Task to complete
Give back all of the data exactly as written.

[Dataset entries]
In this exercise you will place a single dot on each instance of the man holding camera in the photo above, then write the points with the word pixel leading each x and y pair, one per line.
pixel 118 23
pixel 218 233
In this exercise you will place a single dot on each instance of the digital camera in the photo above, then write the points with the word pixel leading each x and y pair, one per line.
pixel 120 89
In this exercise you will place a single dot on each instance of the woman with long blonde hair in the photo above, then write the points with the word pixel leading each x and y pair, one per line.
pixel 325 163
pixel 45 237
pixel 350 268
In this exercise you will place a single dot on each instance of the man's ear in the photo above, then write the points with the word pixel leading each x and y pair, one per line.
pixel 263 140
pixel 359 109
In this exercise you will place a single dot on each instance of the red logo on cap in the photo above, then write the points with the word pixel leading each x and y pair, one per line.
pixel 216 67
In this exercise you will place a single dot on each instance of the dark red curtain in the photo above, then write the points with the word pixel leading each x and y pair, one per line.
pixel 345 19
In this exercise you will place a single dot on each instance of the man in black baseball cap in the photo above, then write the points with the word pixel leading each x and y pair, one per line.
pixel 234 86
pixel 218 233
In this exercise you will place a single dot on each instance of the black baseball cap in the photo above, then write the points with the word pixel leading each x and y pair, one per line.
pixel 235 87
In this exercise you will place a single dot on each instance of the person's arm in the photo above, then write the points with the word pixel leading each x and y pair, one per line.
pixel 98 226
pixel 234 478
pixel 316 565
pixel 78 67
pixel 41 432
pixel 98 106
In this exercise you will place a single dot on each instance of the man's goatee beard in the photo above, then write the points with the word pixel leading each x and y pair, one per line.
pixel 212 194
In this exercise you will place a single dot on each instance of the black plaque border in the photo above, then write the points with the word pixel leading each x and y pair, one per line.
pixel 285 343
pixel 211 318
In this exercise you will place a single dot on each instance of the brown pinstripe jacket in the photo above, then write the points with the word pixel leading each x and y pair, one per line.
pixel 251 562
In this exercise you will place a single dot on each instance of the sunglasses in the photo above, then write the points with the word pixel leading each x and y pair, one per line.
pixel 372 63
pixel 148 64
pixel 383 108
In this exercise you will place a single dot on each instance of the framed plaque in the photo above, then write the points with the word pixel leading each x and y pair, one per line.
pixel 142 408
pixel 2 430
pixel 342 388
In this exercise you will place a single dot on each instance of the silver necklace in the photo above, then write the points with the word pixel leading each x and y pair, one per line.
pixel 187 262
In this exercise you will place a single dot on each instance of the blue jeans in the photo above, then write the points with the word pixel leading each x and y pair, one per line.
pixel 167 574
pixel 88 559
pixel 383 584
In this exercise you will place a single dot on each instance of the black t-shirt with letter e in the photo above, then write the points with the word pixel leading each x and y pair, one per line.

Solution below
In this exercise you will place a single dot on each instance of the man holding camera in the photo above, then write the points with the word pixel leading each x and y pair, one per line.
pixel 118 23
pixel 218 233
In this exercise you will place a single dot on each instance of the digital camera in the photo above, then write the points with the word pixel leading each x and y pair, one per line.
pixel 120 89
In this exercise you will place a single dot on each instance of the woman with long blonde hair in the photo above, then write the points with the word pixel leading each x and y pair, one per line.
pixel 325 163
pixel 45 237
pixel 350 268
In this exercise you will place a single dot on each instance of the man's ear in the photo above, then write the points with the word pixel leading each x and y pair, one per line.
pixel 263 140
pixel 359 109
In this exercise you will place a single dot on each instance of the red logo on cap in the photo above, then write the points with the word pixel leading each x and y pair, one per line.
pixel 216 67
In this exercise you will place a single dot on each instance of the dark red curtain in the photo above, then write the points with the word pixel leading each x and y pair, one per line.
pixel 345 19
In this exercise you will place a single dot on each instance of the man in black baseball cap in the photo above, then write the points with the word pixel leading each x and y pair, one per line.
pixel 234 86
pixel 218 233
In this exercise you will place a single dot on each instance of the black baseball cap in the photo above, then write the points with the word pixel leading each x and y pair, one per line.
pixel 235 87
In this exercise you will place a single dot on each instance of the person's arm in the photo above, then write the points with the word pixel leading each x and y pair, one per line.
pixel 98 226
pixel 234 478
pixel 316 565
pixel 78 67
pixel 41 432
pixel 98 106
In this exercise you will place a single dot on each instance of the man's goatee beard in the photo above, then write the points with the word pixel leading each x and y pair, one per line.
pixel 212 194
In this exercise you will place a single dot on each instance of the black plaque border in the photo above, then write the points with the word pixel leading each x and y pair, one per line.
pixel 285 343
pixel 211 318
In this exercise you will place a single dot on each instance of the brown pinstripe jacket in the photo above, then write the points with the word pixel leading each x and y pair, one per line.
pixel 251 562
In this exercise you will place a single dot on each instance of the sunglasses in the photo above, then write the points with the word pixel leading each x and y pair, one per line.
pixel 372 63
pixel 148 64
pixel 383 108
In this exercise you will place a single dot on each instance of the framed plaque in the photo above, then write the points with the word pixel leading each x and y pair, one per line.
pixel 142 408
pixel 2 430
pixel 342 388
In this exercise you will place a single dot on each instance of the silver necklace in the photo above, then write the points with the word pixel leading each x and y pair, one per line.
pixel 187 262
In this exercise you will place a single dot on each instance of the blue jeans in the photo above, then write the points with the word pixel leading each x and y pair, one per line.
pixel 167 574
pixel 88 559
pixel 383 584
In this exercise you will place a single dot on each instance of the black t-shirt with letter e in the photo above, then write the points with the word pixel leading each x and y pair, one per line.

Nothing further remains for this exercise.